• _СПИСОК ЗАДАНИЙ_:
A. Перепишите из выбранного отрывка всё, начиная со слов «Ой, как трудно» и вниз до слов «Добавьте немного веселья.» включительно.
B. По выбранному отрывку объясните в одном–трёх предложениях, почему рассказчик мог встречаться и беседовать о еврейской литературе только с Эли Савиковским.

═════ ВЫБРАННЫЙ ОТРЫВОК ═════

В 1928 году вышел сборник песен Савиковского для детей. Спустя год была опубликована его пьеса <Эрдлинг> (<Земля>). В 1939 году он написал для детей пьесу <Папирене тойбн> (<Бумажные голуби>), которая стала популярной.
Я подружился с Савиковским в конце 40-х годов, когда мы с ним остались единственными из еврейских писателей в Минске.
Ури Финкель жил со своей семьей в Ракове, который находился недалеко от Минска, однако в город выбирался очень редко. Приезжал из Витебска писатель Цодек Долгопольский, который часто находился в разъездах. Нередко бывал он в Москве, а оттуда заезжал в Минск. А при встрече рассказывал нам, что слышно у еврейских писателей Москвы, Киева и Одессы.
В Минске жил историк и исследователь литературы Лейме Розенгойз. Целые дни проводил он в научном отделе библиотеки имени Ленина, собирая материалы для книги <Еврейская история в свете марксистских концепций>. Над <историей> он трудился много лет, но завершить работу ему не пришлось. Во время работы в библиотеке у него случился инсульт. Его отвезли в больницу, откуда он уже не вышел.
Поэт Пиня Плоткин жил в то время в Бобруйске, но никаких связей с ним мы не имели.
Таким образом, я имел возможность встречаться только с Эли Савиковским и беседовать с ним о еврейской литературе.
Время от времени, в субботу или воскресенье, я звонил ему и предлагал:
- Может быть, вы хотите глотнуть немного свежего воздуха?
- Почему бы нет! - сразу отвечал он.
В парке у нас была заветная скамейка, на которой мы встречались, и если он приходил со свертком, то я уже знал: сегодня я услышу новые песни Савиковского.
- Ну, спойте что-нибудь, - просил я его.
Он вынимал тетрадь, в которой были записаны новые песни. Надо отметить, что все свои произведения он всегда аккуратно записывал в тетрадь.
- Сразу видно, что вы бухгалтер, - говорил я ему.
Он смеялся и протирал при этом очки. После этого медленно надевал их, вынимал из кармана камертон, ударял им по стволу дерева, прикладывал к уху, мгновение прислушивался и начинал петь своим слабым голосом:
Стоит в поле деревце,
Одиноко растет оно,
Низенькое деревце,
Тоненькое и маленькое,
Клонит ветер веточки
И листочки рвет,
Бьет его сердито град,
И хлещет его дождик.
Растет в том поле деревце,
Кто его может понять?
Ой, как трудно деревцу,
Трудно быть одному....

- Ну? - спрашивает он меня, и в глазах светится при этом любопытство.
Песня трогательная, из нее видно, сколько горечи было накоплено на сердце у поэта. Я прошу его:
- Добавьте немного веселья.

═════ СОХРАНЁННЫЕ ДАННЫЕ ═════

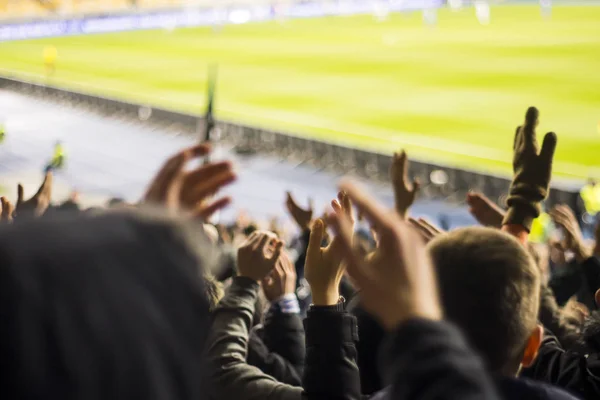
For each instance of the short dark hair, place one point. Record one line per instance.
(489, 287)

═════

• _ОЖИДАЕМЫЕ ОТВЕТЫ_:
A.
Ой, как трудно деревцу,
Трудно быть одному....

- Ну? - спрашивает он меня, и в глазах светится при этом любопытство.
Песня трогательная, из нее видно, сколько горечи было накоплено на сердце у поэта. Я прошу его:
- Добавьте немного веселья.

B. В конце 40-х годов они с Савиковским остались единственными еврейскими писателями в Минске. Ури Финкель жил в Ракове и выбирался в город очень редко, а Цодек Долгопольский жил в Витебске и часто бывал в разъездах. Лейме Розенгойз попал в больницу после инсульта и оттуда не вышел, а с Пиней Плоткиным, жившим в Бобруйске, связей не было.